- Darcy-Jones in Waitress! 1982
- Born: Patricia Darcy April 2, 1953 Orange, New Jersey, United States
- Died: June 16, 2007 (aged 54) Hopatcong, New Jersey, United States
- Occupations: Singer, vocalist, actor

= Patricia Darcy Jones =

American actress

Patricia Darcy-Jones (April 2, 1953 – June 16, 2007) was an American rock singer, vocalist and Broadway actress.

==Personal life==
Darcy-Jones was one of four children born to Helen and Eugene Darcy Sr. She married Courtney Jones, whom she met on one of Cher's tours in 1989. He used to engage her in casual conversation as the sound crew set up, which "snowballed itself into more of a relationship" according to Jones.

DATASET EXTRACT:

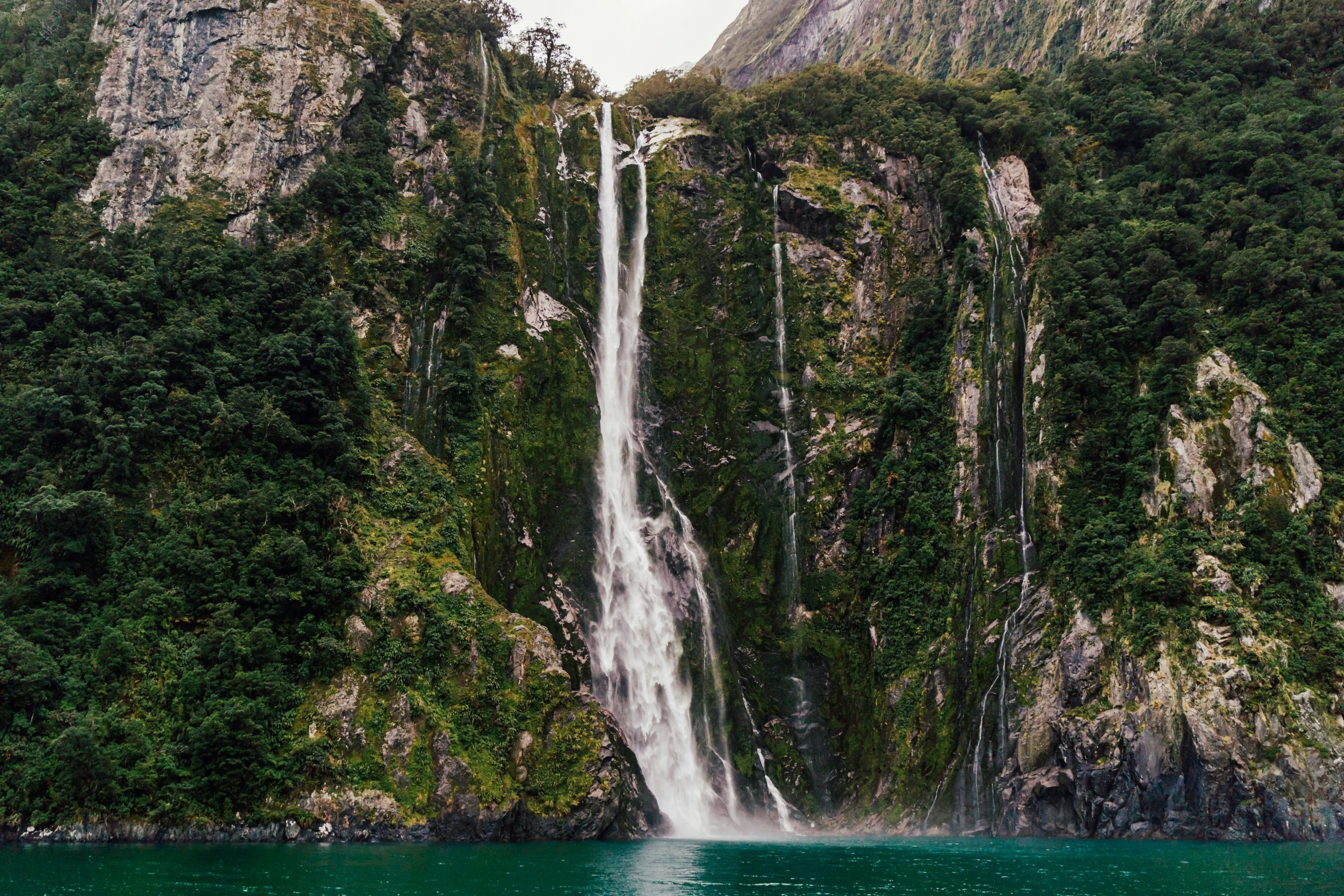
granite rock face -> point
(226, 93)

TASKS TO CARRY OUT:
A - In the Patricia Darcy Jones biography, update the passage starting with "- Darcy-Jones in" and going on through "according to Jones.", swapping "sound crew" for "stage crew".
B - According to the Patricia Darcy Jones biography, where and in what year did she meet Courtney Jones?

ANSWERS PER TASK:
A -
- Darcy-Jones in Waitress! 1982
- Born: Patricia Darcy April 2, 1953 Orange, New Jersey, United States
- Died: June 16, 2007 (aged 54) Hopatcong, New Jersey, United States
- Occupations: Singer, vocalist, actor

= Patricia Darcy Jones =

American actress

Patricia Darcy-Jones (April 2, 1953 – June 16, 2007) was an American rock singer, vocalist and Broadway actress.

==Personal life==
Darcy-Jones was one of four children born to Helen and Eugene Darcy Sr. She married Courtney Jones, whom she met on one of Cher's tours in 1989. He used to engage her in casual conversation as the stage crew set up, which "snowballed itself into more of a relationship" according to Jones.

B - On one of Cher's tours in 1989.